Ariana Grande: excuse me, i love you (2020)
Beginning with an upside-down camera that flips in molasses slow motion, Paul Dugdale’s backstage documentary, excuse me, i love you, announces itself as an object of fluid boundaries. Filmed during Ariana Grande’s Sweetner World Tour, the film documents a run of shows in London and Inglewood during the latter part of 2019 (we were all so young). Her setlist and stage performance are impeccably crafted, but Dugdale is curious about more than just what takes place between first and final curtain. What emerges from this behind-the-scenes access is a portrait not just of the titular popstar, but of the entire ensemble that makes live music possible.
The ever-evolving aesthetic of the show, in graceful lockstep with the shifts from ballads to bangers, revolve around this orb structure that floats over the stage. Sometimes taking the shape of a moon. As the camera gazes at the packed arenas of fans, the light up wristbands attendees wear make them resemble stars in orbit, stars in their own right. With a looping stage that flares out into the arena of spectators, the barriers between spectator and performer (and indeed, the barriers between audience and participant) are gradually removed over the course of this cosmic film.
Grande, understandably skeptical of media appearances in the past, is refreshingly candid here (she’s a fan of both Midsommar & The First Wive’s Club) but she’s never exactly “interviewed” per se. The most direct insight comes when Grande confesses her idolatry for Mariah Carey and the 90s pop sound, but with verite restraint, the film never presses much further. It’s a spontaneous moment, along with the impeachment of the former President, that insinuates itself into the fabric of the film spontaneously and cinematically. Narratively (insomuch as any documentary can be based in narrative) Grande’s low-key presence in this film underlines her role as part of a unit. A team of people, from dancers to lighting technicians, that make music more accessible to her all ages audiences.
Rolling Thunder Revue (2019)

| Information provided |
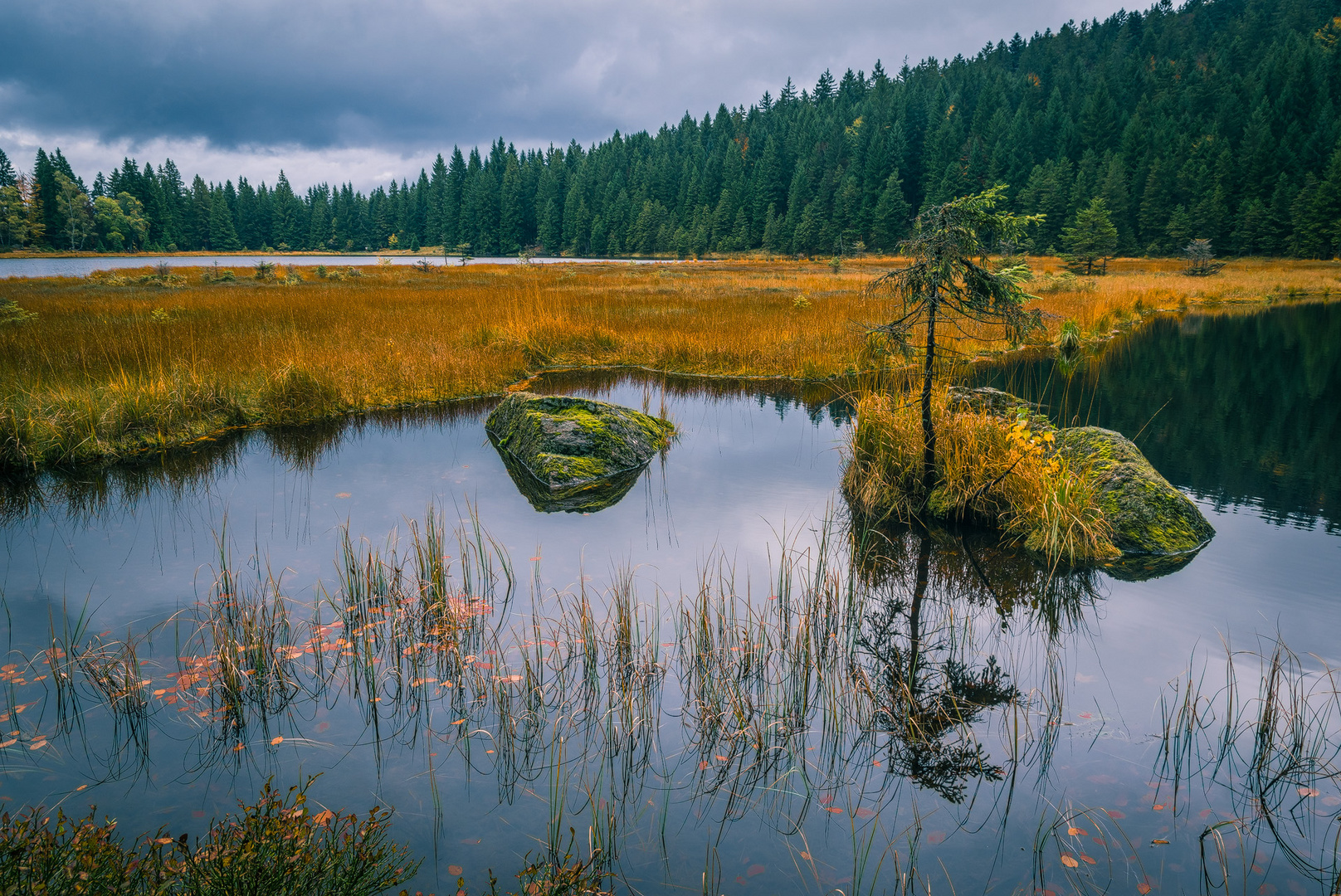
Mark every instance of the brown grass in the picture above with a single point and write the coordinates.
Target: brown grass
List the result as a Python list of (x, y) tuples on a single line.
[(988, 470), (113, 365)]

| Objective 1 |
From the concert documentary reviews, reproduce the passage that begins at the words "The ever-evolving aesthetic" and stops after the words "this cosmic film.".
| Objective 2 |
According to the concert documentary reviews, in which two cities were the shows documented in excuse me, i love you held?
| Objective 3 |
Carry on the concert documentary reviews from the point at which they stop.

| Reply 1 |
The ever-evolving aesthetic of the show, in graceful lockstep with the shifts from ballads to bangers, revolve around this orb structure that floats over the stage. Sometimes taking the shape of a moon. As the camera gazes at the packed arenas of fans, the light up wristbands attendees wear make them resemble stars in orbit, stars in their own right. With a looping stage that flares out into the arena of spectators, the barriers between spectator and performer (and indeed, the barriers between audience and participant) are gradually removed over the course of this cosmic film.

| Reply 2 |
London and Inglewood.

| Reply 3 |
An exhilarating experiment in narrative art posing as a traditional rock-documentary, Martin Scorsese’s Rolling Thunder Revue: A Bob Dylan Story By Martin Scorsese boasts loads of never-before-seen archive footage restored in beautiful 4K resolution, and new interviews with the notoriously reclusive Dylan himself.
A supposed in-depth look at the carnivalesque, beat mayhem of Dylan’s touring band “The Rolling Thunder Revue”, Scorsese synthesizes the raw materials of concert footage from the tour, and interviews with band members into a rhythm of fact and truth. Myth, and legend. Its jazzy form resembles the agitated poetry of Patti Smith, who performed with the ensemble and is featured in an electrifying scene near the start of the film. Appearances like Smith’s almost disqualify this film from this list, but in both its title and its creative spirit, this is no doubt a movie about Bob Dylan.
In response to the curiosity about the white face paint he wore for the tour, Dylan supposes all artistic acts are lies that are interpreted as truth. “When somebody’s wearing a mask, he’s gonna tell you the truth. When he’s not wearing a mask, it’s highly unlikely”. Scorsese takes this credo to its natural conclusion by distorting the historical record of this tour, including scripted events, or otherwise decontextualizing actual occurrences so that they are thrown into doubt by the audience. Two artistic sensibilities merge together in competing mediums: sound and image. Beat poetry and cinema.
It’s a gamble that pays dividends by the final title card. Fans of Dylan’s music should be enthralled by the newly restored musical performances, while film fans will delight at the structural container of it all.
Gimme Danger (2016)
Another example of a primarily fiction writer/director/auteur trying their hand at the documentary form, Jim Jarmusch’s Gimme Danger operates almost as anathema to Edgar Wright’s Sparks Brothers entree. The two bands exist on opposite ends of the punk spectrum, yes, but as films the two directors take vastly different approaches to achieve virtually the same goals: to extol the virtues of their chosen idols and make converts of us all.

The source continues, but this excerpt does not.